● Task objective: Once you find the line with "Query: cabinet drawer", transcribe it and all the lines that follow to the end of the data, exactly as written; skip any pictures.

··· Data provided ···

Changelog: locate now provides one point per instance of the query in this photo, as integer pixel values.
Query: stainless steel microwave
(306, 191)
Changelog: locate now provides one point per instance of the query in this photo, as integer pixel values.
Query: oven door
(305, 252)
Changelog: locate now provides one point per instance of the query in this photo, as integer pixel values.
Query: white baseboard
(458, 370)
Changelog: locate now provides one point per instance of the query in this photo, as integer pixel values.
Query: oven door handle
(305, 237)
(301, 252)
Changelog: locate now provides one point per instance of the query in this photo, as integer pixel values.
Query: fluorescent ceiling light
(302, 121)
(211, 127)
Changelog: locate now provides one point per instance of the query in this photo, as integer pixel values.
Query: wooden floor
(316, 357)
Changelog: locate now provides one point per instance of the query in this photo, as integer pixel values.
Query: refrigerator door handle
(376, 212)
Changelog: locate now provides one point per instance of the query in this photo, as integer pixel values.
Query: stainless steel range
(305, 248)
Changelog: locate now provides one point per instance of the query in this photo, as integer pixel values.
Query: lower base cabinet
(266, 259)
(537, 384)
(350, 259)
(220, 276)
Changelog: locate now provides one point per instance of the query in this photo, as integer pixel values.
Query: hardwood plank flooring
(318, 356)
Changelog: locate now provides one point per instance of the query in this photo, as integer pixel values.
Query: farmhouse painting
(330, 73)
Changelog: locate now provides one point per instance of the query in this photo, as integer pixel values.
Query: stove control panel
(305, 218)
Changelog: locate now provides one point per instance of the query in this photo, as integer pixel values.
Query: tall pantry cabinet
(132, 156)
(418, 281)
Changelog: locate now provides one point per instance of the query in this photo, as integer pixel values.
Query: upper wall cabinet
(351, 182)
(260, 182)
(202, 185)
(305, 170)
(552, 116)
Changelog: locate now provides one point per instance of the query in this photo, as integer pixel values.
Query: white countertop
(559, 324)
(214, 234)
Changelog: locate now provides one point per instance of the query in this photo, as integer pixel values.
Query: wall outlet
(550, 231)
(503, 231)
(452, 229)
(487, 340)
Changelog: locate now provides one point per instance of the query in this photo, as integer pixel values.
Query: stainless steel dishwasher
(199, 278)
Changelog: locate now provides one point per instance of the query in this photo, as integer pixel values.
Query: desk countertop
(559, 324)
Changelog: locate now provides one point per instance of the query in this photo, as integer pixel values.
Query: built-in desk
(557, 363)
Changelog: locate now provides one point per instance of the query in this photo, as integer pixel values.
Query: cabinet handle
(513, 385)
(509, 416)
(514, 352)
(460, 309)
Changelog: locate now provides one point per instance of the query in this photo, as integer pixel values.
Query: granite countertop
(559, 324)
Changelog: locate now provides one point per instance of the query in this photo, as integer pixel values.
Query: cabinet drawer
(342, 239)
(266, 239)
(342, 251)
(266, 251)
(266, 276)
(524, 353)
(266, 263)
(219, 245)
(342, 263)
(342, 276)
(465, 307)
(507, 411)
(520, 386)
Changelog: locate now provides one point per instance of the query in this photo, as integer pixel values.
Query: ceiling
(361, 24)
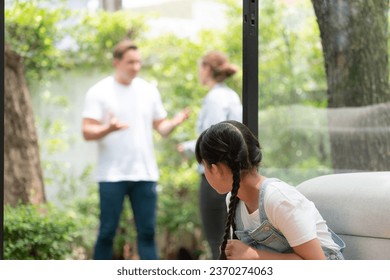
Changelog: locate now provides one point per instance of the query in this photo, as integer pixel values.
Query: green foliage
(37, 232)
(32, 31)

···

● Completed task:
Query: cabinet drawer
(342, 239)
(266, 239)
(342, 251)
(266, 251)
(266, 276)
(524, 353)
(266, 263)
(219, 245)
(342, 263)
(342, 276)
(465, 307)
(507, 411)
(520, 386)
Changelog: locate now provides one point per instance of the query in this photo, as integer pixel values.
Query: ceiling
(361, 24)
Changelog: locate now provides one point per instance of the query in this photo, as integer pixel values.
Query: green foliage
(37, 232)
(32, 31)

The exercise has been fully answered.